Sayfa Alıntısı:
Fakirlik ve Zenginlik İmtihanı

İHSAN

Müslümanlar eskiden fakirlik imtihanından geçerdi, şimdi ise zenginlik testinden geçiyor. Bu kanaat nasıl değerlendirilmedir? Zenginlik günah mıdır?

Rasûlullah sallâllâhu aleyhi ve sellem Efendimiz buyurur:

“…Allâh’a yemin ederim ki sizler için fakirlikten korkmuyorum. Fakat ben, sizden öncekilerin önüne serildiği gibi dünyanın sizin de önünüze serilmesinden, onların (yani gâfillerin) dünya için yarıştıkları gibi sizin de yarışa girmenizden, dünyanın onları helâk ettiği gibi sizi de helâk etmesinden korkuyorum.” (Buhârî, Rikâk, 7; Müslim, Zühd, 6)

Zenginlik ve fakirlik, neticede bir baht işidir. İkisi de bu imtihan dershânesinin zorlu imtihanlarıdır. Cenâb-ı Hak ikisiyle de kullarını imtihan eder.

ZENGİNLİK BİR İMTİHAN MIDIR?

Zenginleşmek, ağır bir imtihandır. Zira parayı gâyeli kullanabilmek, mânen seviye kazanmış kalplerin sanatıdır. Çoğu insan, parayı kullandığını zanneder. Hâlbuki para onları yönlendirmektedir de farkında değildirler.

Bugün sermaye, fertlerin davranışlarına damgasını vuruyor. Hâlbuki fertler sermayeye damgasını vurabilmeli… Bu sebeple paranın mahkûmu değil, hâkimi olmak lâzım. Bu da Hâkimler Hâkimiʼnin emrine teslîmiyet gösterip itaat etmekle olur.

Bu hâlin en zirve tezâhürlerini peygamberlerde, ashâb-ı kiramda ve evliyâullahʼta görüyoruz. Onlar, parayı bir gâye değil, Cenâb-ı Hakkʼa yakınlaşmanın vâsıtası olarak kullanmışlardır.

Sağlanan Malzeme:
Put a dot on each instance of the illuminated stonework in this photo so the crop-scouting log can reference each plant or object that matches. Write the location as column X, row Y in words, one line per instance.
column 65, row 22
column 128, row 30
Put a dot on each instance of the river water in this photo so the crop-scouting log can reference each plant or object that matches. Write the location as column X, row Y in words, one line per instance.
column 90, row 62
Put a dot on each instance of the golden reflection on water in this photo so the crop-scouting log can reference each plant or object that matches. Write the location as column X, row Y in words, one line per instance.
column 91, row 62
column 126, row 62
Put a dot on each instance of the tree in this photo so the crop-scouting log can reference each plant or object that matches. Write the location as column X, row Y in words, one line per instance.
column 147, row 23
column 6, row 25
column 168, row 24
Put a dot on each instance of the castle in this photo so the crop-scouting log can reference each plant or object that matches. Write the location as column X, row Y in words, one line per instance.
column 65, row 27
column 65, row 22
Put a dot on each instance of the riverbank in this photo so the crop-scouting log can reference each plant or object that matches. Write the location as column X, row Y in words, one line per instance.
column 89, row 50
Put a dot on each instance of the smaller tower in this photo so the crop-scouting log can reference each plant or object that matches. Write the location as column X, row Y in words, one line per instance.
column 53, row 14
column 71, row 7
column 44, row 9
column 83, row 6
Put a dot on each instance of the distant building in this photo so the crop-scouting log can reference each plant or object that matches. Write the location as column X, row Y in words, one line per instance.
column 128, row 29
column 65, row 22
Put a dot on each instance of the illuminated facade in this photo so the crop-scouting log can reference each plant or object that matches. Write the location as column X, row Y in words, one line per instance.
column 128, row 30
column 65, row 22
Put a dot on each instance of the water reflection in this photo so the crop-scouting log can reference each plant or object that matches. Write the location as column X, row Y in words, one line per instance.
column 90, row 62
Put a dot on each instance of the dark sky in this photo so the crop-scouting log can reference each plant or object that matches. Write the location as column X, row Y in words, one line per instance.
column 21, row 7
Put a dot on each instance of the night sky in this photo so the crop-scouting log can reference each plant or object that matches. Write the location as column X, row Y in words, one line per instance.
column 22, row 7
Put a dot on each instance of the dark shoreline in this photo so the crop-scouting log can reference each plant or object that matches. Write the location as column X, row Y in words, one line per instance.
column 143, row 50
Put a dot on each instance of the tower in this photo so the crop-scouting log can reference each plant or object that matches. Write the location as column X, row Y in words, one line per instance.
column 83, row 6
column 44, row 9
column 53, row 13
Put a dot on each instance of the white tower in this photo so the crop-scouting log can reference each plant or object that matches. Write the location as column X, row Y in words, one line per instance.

Alıştırma Yönergeleri:
**a)** Fakirlik ve zenginlik imtihanını konu alan alıntıya göre, parayı gâyeli kullanabilmek hangi kalplerin sanatıdır?
**b)** Sayfa alıntısında “Bu hâlin en” ile başlayıp aşağıya doğru “vâsıtası olarak kullanmışlardır.” ile biten kısmın tamamını aynen tekrar yazın.
Girdilerin bu çalışmada hiçbir işlevi yoktur.

Çözümler Aşağıda:
**a)** Mânen seviye kazanmış kalplerin sanatıdır.

**b)**
Bu hâlin en zirve tezâhürlerini peygamberlerde, ashâb-ı kiramda ve evliyâullahʼta görüyoruz. Onlar, parayı bir gâye değil, Cenâb-ı Hakkʼa yakınlaşmanın vâsıtası olarak kullanmışlardır.